··· GIVEN TEXT ···

Rental car in Japan 2026: IDP required, ¥7,000-¥15,000/day, ETC and insurance explained

Renting a car in Japan is straightforward for tourists with the right paperwork, but the right paperwork is mandatory — specifically an International Driving Permit (IDP) issued under the Geneva 1949 Convention (the same one needed for street go-karting, article #116). Major rental chains — Toyota Rent-a-Car, Nissan Rent-a-Car, Times Car Rental, Orix — operate at airports and major train stations with consistent English support. Cost: ¥7,000-¥15,000/day for a typical compact car, plus ETC card rental (¥300/day), insurance (included or upgrade), and gas (¥160-¥180/L). For city travel (Tokyo, Osaka, Kyoto), don't rent a car — parking is expensive, traffic is heavy, public transport is faster. For rural Hokkaido, Kyushu, or the Tohoku coast, rental car is often the only way to access destinations.

TL;DR

  • Required: International Driving Permit (Geneva 1949 Convention) + your home-country driver's license + passport
  • Major chains: Toyota Rent-a-Car, Nissan Rent-a-Car, Times Car Rental, Orix
  • Cost: ¥7,000-¥15,000/day for compact car, ¥10,000-¥20,000 for SUV
  • ETC card: ¥300/day rental — required for highway tolls
  • Driving side: left (like UK, Australia, India)
  • Gas: ¥160-¥180/L (¥6.50-¥7.30 per US gallon)
  • Where rental beats train: Hokkaido outside Sapporo, Kyushu small towns, Tohoku coast, Okinawa main island
  • Where train wins: Tokyo, Osaka, Kyoto, any Shinkansen-served route

The International Driving Permit requirement

Same as Mario Kart (article #116):

  • Need IDP from Geneva 1949 Convention (US, UK, Canada, Australia, NZ, most Asia ex-Singapore)
  • Vienna 1968 IDPs (Germany, Switzerland, France, Italy, Belgium) do NOT work for Japan
  • IDP issued in your home country before flying
  • Get from your auto club (AAA in US, Post Office in UK, NRMA/RACV in Australia)

Without the right IDP, you cannot rent a car in Japan. No exceptions, no workarounds at the rental counter.

Special cases

  • Taiwanese / Korean / Chinese (mainland) tourists: Japan recognizes specific bilateral driving agreements. Check with your national auto association.

··· ROWS ···

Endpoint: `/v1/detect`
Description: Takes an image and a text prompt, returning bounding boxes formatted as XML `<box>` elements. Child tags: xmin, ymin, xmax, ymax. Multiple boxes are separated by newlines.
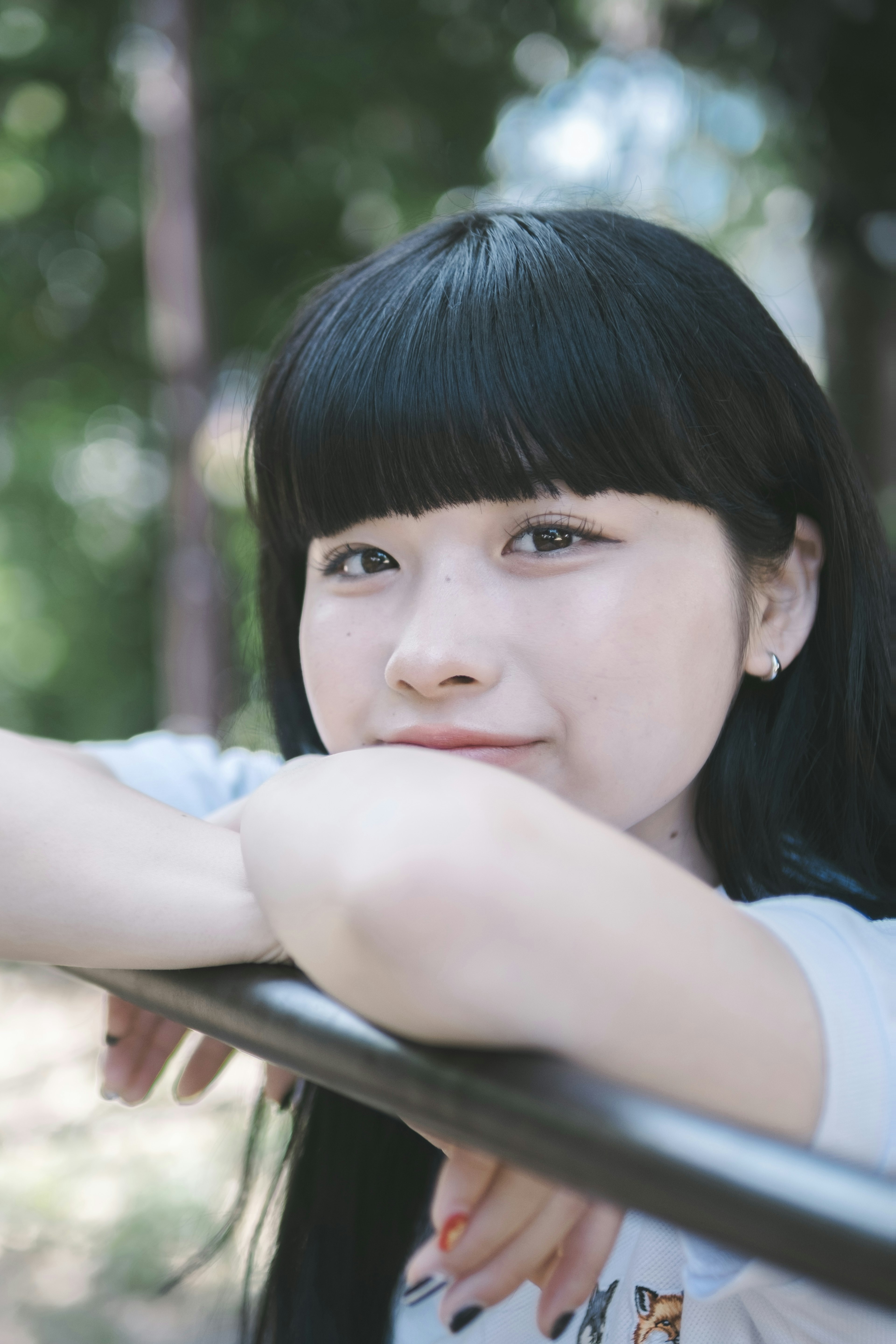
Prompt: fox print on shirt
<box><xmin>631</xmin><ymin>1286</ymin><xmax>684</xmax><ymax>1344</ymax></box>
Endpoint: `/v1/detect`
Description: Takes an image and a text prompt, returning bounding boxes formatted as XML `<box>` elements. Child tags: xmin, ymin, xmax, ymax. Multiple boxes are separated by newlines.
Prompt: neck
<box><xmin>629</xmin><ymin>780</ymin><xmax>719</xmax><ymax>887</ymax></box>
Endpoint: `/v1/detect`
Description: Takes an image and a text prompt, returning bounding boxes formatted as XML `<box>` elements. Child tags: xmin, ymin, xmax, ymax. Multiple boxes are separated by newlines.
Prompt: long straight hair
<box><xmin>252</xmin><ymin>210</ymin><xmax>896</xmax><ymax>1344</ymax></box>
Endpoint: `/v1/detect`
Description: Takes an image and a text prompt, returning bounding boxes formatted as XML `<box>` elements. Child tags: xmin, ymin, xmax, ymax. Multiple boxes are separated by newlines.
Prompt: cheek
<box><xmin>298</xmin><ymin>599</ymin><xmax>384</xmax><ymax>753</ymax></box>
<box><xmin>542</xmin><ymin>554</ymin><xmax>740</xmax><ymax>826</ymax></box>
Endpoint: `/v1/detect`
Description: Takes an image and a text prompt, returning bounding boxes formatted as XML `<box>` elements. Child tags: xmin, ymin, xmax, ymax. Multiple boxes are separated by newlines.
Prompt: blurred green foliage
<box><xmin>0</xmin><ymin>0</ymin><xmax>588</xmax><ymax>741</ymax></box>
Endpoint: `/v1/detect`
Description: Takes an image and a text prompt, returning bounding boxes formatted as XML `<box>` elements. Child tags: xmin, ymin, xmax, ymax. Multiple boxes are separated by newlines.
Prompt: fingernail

···

COMPLETE THE FOLLOWING:
1. Restate the rental car text starting at "Same as Mario" and ending at "national auto association.", switching "auto club" to "motoring club".
2. Convert every line of the records into a Markdown table with the columns Row and Line, numbering each row and skipping blank lines. Leave the pictures out.

ANSWERS FOR THE EXERCISE:
1.
Same as Mario Kart (article #116):

  • Need IDP from Geneva 1949 Convention (US, UK, Canada, Australia, NZ, most Asia ex-Singapore)
  • Vienna 1968 IDPs (Germany, Switzerland, France, Italy, Belgium) do NOT work for Japan
  • IDP issued in your home country before flying
  • Get from your motoring club (AAA in US, Post Office in UK, NRMA/RACV in Australia)

Without the right IDP, you cannot rent a car in Japan. No exceptions, no workarounds at the rental counter.

Special cases

  • Taiwanese / Korean / Chinese (mainland) tourists: Japan recognizes specific bilateral driving agreements. Check with your national auto association.

2.
| Row | Line |
|---|---|
| 1 | Endpoint: `/v1/detect` |
| 2 | Description: Takes an image and a text prompt, returning bounding boxes formatted as XML `<box>` elements. Child tags: xmin, ymin, xmax, ymax. Multiple boxes are separated by newlines. |
| 3 | Prompt: fox print on shirt |
| 4 | <box><xmin>631</xmin><ymin>1286</ymin><xmax>684</xmax><ymax>1344</ymax></box> |
| 5 | Endpoint: `/v1/detect` |
| 6 | Description: Takes an image and a text prompt, returning bounding boxes formatted as XML `<box>` elements. Child tags: xmin, ymin, xmax, ymax. Multiple boxes are separated by newlines. |
| 7 | Prompt: neck |
| 8 | <box><xmin>629</xmin><ymin>780</ymin><xmax>719</xmax><ymax>887</ymax></box> |
| 9 | Endpoint: `/v1/detect` |
| 10 | Description: Takes an image and a text prompt, returning bounding boxes formatted as XML `<box>` elements. Child tags: xmin, ymin, xmax, ymax. Multiple boxes are separated by newlines. |
| 11 | Prompt: long straight hair |
| 12 | <box><xmin>252</xmin><ymin>210</ymin><xmax>896</xmax><ymax>1344</ymax></box> |
| 13 | Endpoint: `/v1/detect` |
| 14 | Description: Takes an image and a text prompt, returning bounding boxes formatted as XML `<box>` elements. Child tags: xmin, ymin, xmax, ymax. Multiple boxes are separated by newlines. |
| 15 | Prompt: cheek |
| 16 | <box><xmin>298</xmin><ymin>599</ymin><xmax>384</xmax><ymax>753</ymax></box> |
| 17 | <box><xmin>542</xmin><ymin>554</ymin><xmax>740</xmax><ymax>826</ymax></box> |
| 18 | Endpoint: `/v1/detect` |
| 19 | Description: Takes an image and a text prompt, returning bounding boxes formatted as XML `<box>` elements. Child tags: xmin, ymin, xmax, ymax. Multiple boxes are separated by newlines. |
| 20 | Prompt: blurred green foliage |
| 21 | <box><xmin>0</xmin><ymin>0</ymin><xmax>588</xmax><ymax>741</ymax></box> |
| 22 | Endpoint: `/v1/detect` |
| 23 | Description: Takes an image and a text prompt, returning bounding boxes formatted as XML `<box>` elements. Child tags: xmin, ymin, xmax, ymax. Multiple boxes are separated by newlines. |
| 24 | Prompt: fingernail |